## Your task
Rewrite the lines from the beginning through the line containing "<point>90,285</point>", replacing "brick wall" with "concrete wall" and leaving everything else unchanged. Omit the pictures from your answer.

## Records to use
--------------------------------

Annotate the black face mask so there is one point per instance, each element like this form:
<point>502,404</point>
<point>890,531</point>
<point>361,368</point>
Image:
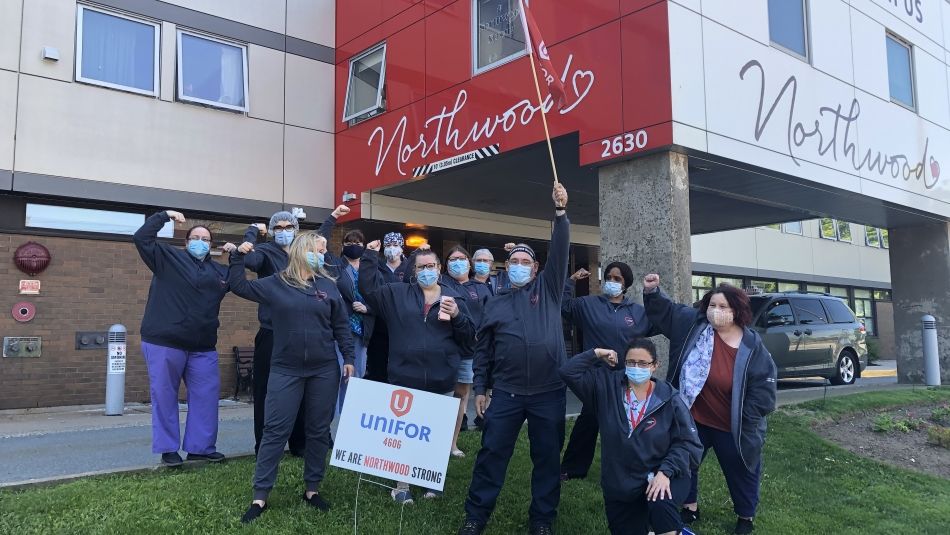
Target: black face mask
<point>353,251</point>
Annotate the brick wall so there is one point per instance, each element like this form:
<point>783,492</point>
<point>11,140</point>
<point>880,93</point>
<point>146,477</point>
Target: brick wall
<point>90,285</point>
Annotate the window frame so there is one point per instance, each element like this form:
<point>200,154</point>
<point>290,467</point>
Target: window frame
<point>476,70</point>
<point>913,70</point>
<point>180,73</point>
<point>156,82</point>
<point>806,34</point>
<point>378,107</point>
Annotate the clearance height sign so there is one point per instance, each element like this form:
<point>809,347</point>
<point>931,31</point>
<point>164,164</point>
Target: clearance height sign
<point>396,433</point>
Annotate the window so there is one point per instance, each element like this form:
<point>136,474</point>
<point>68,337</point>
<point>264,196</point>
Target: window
<point>87,220</point>
<point>900,71</point>
<point>809,311</point>
<point>794,227</point>
<point>212,72</point>
<point>838,311</point>
<point>787,26</point>
<point>117,51</point>
<point>364,91</point>
<point>498,35</point>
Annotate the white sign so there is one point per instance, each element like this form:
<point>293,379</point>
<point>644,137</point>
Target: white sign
<point>395,433</point>
<point>116,358</point>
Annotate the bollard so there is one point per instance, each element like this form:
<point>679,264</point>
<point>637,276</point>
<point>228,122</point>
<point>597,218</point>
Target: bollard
<point>931,356</point>
<point>115,371</point>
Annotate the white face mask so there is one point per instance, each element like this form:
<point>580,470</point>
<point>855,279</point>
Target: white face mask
<point>719,318</point>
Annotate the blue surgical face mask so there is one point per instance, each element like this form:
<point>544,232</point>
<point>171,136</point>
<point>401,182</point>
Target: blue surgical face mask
<point>198,248</point>
<point>314,260</point>
<point>284,237</point>
<point>519,275</point>
<point>427,277</point>
<point>638,376</point>
<point>482,268</point>
<point>458,268</point>
<point>612,289</point>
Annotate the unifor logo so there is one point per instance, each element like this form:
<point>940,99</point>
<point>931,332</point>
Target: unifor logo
<point>401,402</point>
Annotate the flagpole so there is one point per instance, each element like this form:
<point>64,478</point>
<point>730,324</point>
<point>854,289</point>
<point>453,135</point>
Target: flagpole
<point>537,88</point>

--------------------------------

## Solution to the problem
Annotate the black face mask so there is one point per instance, each element like this form:
<point>502,404</point>
<point>890,531</point>
<point>361,368</point>
Image:
Target: black face mask
<point>353,251</point>
Annotate the concrete wall so there is one point per instance, each element like this form:
<point>783,492</point>
<point>11,140</point>
<point>880,93</point>
<point>146,477</point>
Target: concrete wall
<point>90,285</point>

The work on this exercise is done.